ESERCIZIO PROPOSTO A »
Estrai dalle righe tutte quelle che contengono la stringa "wall", tenendo conto di maiuscole e minuscole.

ESTRATTO DEL DOCUMENTO »

· · · · ·

Carceri inumane per i poveri amnistia strisciante per chi può

IL PICCOLO (Trieste) 17/01/2013 – Carceri inumane per i poveri amnistia strisciante per chi può

VALTER VECELLIO *carcere

Ha ragione il professor Mitja Gialuz quando, nel suo intervento apparso di recente su queste pagine, scrive: «Sarebbe semplicistico limitarsi a proporre l’adozione di un provvedimento clemenziale (amnistia e indulto)»; semplicistico e stupido. Ma né Marco Pannella né i radicali – credo vada riconosciuto – sono stupidi. Così come ha ragione ad auspicare che il tema delle carceri (e della giustizia in generale) entri nel dibattito pubblico in vista delle prossime elezioni politiche e noi, oltre ad auspicarlo, stiamo facendo di tutto perché ciò avvenga. Perciò gli chiediamo di essere al nostro fianco per raccogliere le firme per presentare la Lista “Amnistia, Giustizia e Libertà”. Abbiamo tempo fino a domenica e i punti di raccolta sono segnalati, per Trieste, sul sito radicalifvg.it. Per entrare ora nel dettaglio dell’intervento di Gialuz va detto che l’iniziativa politica per l’amnistia – Pannella e i radicali lo hanno sempre detto con la massima chiarezza, ovunque è stata data loro la possibilità di farlo – è solo il primo passo per quella urgente, “impellente” riforma della giustizia. L’amnistia si impone per due ragioni: la prima per decongestionare la drammatica e disumana situazione delle nostre carceri.

· · · · ·

RIGHE DEL COMPITO »
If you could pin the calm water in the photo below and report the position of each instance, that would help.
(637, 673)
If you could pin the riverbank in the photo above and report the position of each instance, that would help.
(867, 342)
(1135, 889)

· · · · ·

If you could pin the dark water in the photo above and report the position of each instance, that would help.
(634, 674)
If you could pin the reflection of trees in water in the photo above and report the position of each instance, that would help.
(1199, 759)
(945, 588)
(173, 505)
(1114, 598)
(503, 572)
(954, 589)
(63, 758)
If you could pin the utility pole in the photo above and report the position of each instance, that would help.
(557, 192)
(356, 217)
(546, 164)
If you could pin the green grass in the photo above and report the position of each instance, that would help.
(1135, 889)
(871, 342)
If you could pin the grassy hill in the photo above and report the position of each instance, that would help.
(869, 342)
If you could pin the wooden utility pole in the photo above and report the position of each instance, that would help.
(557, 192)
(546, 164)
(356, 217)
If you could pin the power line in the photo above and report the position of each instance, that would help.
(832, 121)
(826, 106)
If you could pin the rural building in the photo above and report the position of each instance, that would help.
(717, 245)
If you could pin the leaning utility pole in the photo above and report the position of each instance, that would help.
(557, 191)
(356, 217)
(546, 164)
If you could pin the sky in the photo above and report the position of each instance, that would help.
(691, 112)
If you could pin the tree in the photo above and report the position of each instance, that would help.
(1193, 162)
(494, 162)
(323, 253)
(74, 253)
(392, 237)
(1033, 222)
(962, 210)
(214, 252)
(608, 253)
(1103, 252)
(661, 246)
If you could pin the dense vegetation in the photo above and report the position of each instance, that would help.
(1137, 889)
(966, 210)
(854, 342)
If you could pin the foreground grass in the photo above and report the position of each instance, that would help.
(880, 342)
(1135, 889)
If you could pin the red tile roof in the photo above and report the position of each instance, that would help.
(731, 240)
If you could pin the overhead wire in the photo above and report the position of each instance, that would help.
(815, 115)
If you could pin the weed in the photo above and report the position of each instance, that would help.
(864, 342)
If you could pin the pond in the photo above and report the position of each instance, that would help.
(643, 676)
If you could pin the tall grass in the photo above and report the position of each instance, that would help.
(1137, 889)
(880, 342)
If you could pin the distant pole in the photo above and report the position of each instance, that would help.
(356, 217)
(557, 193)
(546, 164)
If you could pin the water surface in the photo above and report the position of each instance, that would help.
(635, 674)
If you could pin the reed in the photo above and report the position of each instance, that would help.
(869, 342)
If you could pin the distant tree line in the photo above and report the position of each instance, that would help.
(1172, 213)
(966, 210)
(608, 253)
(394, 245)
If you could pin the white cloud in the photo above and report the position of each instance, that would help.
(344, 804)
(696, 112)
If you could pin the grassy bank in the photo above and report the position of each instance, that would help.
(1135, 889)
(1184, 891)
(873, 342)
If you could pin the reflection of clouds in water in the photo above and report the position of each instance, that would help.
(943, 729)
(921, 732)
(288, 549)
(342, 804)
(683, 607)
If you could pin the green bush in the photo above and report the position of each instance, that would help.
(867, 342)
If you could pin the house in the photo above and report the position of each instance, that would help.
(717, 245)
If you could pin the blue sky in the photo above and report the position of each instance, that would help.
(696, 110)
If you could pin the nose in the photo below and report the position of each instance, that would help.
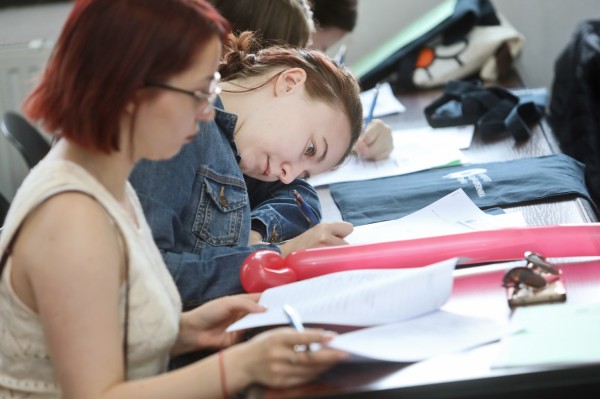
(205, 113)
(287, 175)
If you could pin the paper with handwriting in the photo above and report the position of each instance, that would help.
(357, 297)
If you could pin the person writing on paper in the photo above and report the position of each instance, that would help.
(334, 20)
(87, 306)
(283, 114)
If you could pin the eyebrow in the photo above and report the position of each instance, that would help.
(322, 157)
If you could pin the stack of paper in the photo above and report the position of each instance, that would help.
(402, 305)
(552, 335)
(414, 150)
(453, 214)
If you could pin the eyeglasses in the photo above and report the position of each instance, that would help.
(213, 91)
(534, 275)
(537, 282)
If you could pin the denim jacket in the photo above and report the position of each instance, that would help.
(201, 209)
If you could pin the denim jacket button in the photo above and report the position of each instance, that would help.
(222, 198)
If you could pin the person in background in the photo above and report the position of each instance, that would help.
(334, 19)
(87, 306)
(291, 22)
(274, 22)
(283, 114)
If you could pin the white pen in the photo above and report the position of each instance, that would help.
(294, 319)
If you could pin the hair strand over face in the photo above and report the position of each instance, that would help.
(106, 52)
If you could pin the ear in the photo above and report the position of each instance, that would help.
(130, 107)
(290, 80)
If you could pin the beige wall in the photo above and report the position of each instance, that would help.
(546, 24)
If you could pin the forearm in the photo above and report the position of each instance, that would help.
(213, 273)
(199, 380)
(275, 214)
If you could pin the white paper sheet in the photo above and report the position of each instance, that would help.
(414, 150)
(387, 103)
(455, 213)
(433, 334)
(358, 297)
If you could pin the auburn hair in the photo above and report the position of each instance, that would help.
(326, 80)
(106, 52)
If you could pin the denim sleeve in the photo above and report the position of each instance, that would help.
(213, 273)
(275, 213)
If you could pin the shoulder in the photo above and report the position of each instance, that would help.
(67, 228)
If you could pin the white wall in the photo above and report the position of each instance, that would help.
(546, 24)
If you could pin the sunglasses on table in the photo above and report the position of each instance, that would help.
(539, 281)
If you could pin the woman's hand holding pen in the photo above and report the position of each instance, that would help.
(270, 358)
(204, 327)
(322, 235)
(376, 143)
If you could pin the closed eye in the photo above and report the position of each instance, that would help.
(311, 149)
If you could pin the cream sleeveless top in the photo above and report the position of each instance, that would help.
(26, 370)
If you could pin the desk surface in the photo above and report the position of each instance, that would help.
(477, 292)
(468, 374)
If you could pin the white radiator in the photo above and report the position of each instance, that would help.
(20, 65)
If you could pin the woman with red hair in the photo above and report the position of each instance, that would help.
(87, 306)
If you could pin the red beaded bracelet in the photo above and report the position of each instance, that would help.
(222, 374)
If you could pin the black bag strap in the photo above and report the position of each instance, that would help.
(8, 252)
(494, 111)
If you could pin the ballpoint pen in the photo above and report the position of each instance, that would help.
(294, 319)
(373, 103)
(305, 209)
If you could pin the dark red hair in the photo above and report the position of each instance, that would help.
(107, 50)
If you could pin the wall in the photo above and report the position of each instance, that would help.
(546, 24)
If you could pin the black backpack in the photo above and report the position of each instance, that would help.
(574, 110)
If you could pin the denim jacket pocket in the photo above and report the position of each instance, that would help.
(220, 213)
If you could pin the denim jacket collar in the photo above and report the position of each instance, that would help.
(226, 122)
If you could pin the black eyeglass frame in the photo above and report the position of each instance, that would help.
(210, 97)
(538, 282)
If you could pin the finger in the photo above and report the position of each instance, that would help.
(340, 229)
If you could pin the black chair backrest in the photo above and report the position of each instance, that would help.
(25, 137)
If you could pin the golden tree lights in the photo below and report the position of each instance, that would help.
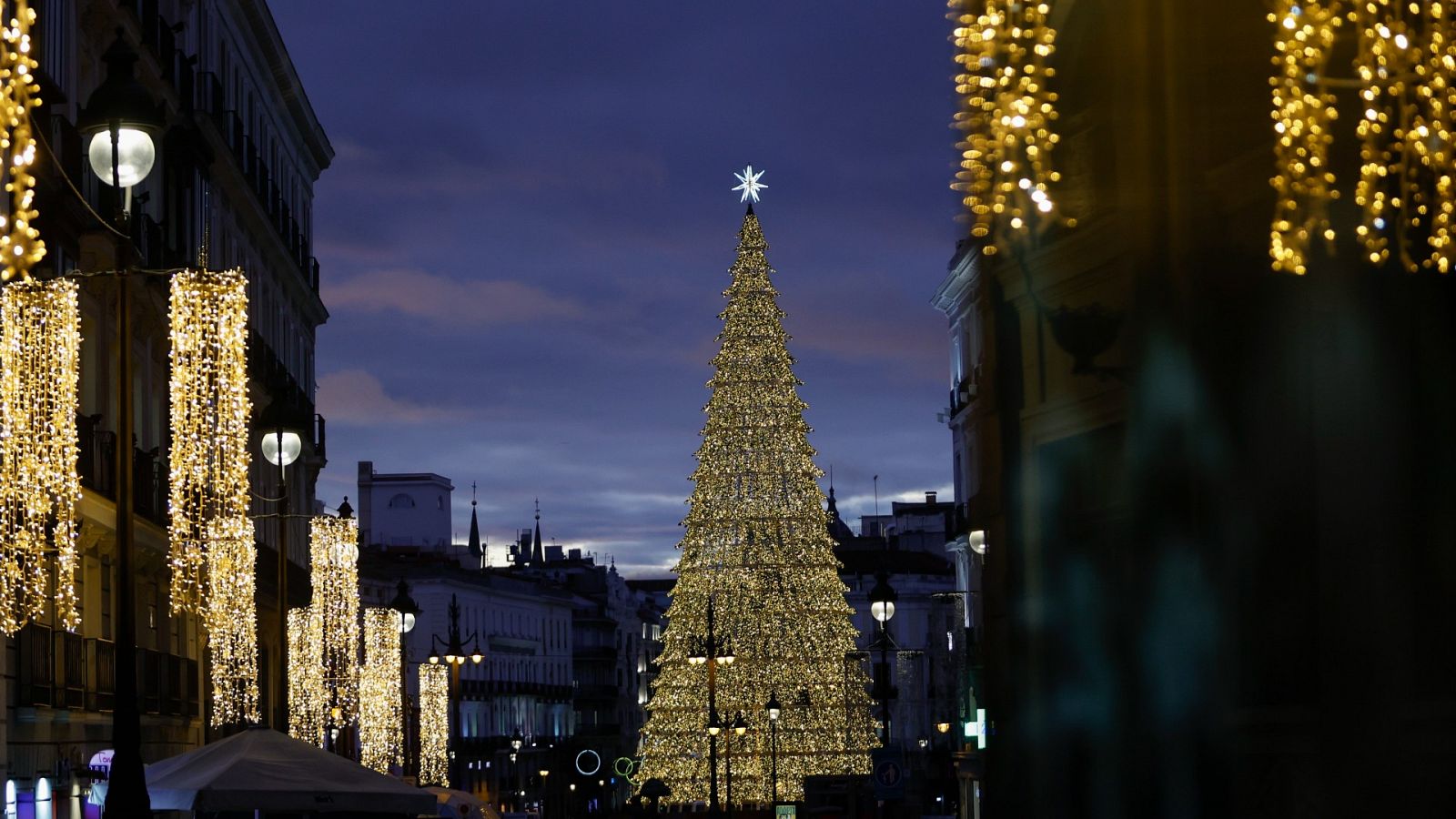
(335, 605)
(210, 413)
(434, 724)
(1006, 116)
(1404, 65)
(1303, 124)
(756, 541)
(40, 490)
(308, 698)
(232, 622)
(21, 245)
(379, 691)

· · · · ·

ESERCIZIO PROPOSTO B »
Elenca tutte le persone che l'articolo sulle carceri indica con nome e cognome.

SOLUZIONE SCRITTA A »
If you could pin the beige wall in the photo above and report the position of each instance, that would help.
If you could pin the white wall in the photo above and report the position of each instance, that would help.
If you could pin the wall in the photo above and report the position of each instance, that would help.

SOLUZIONE SCRITTA B »
Valter Vecellio, Mitja Gialuz, Marco Pannella.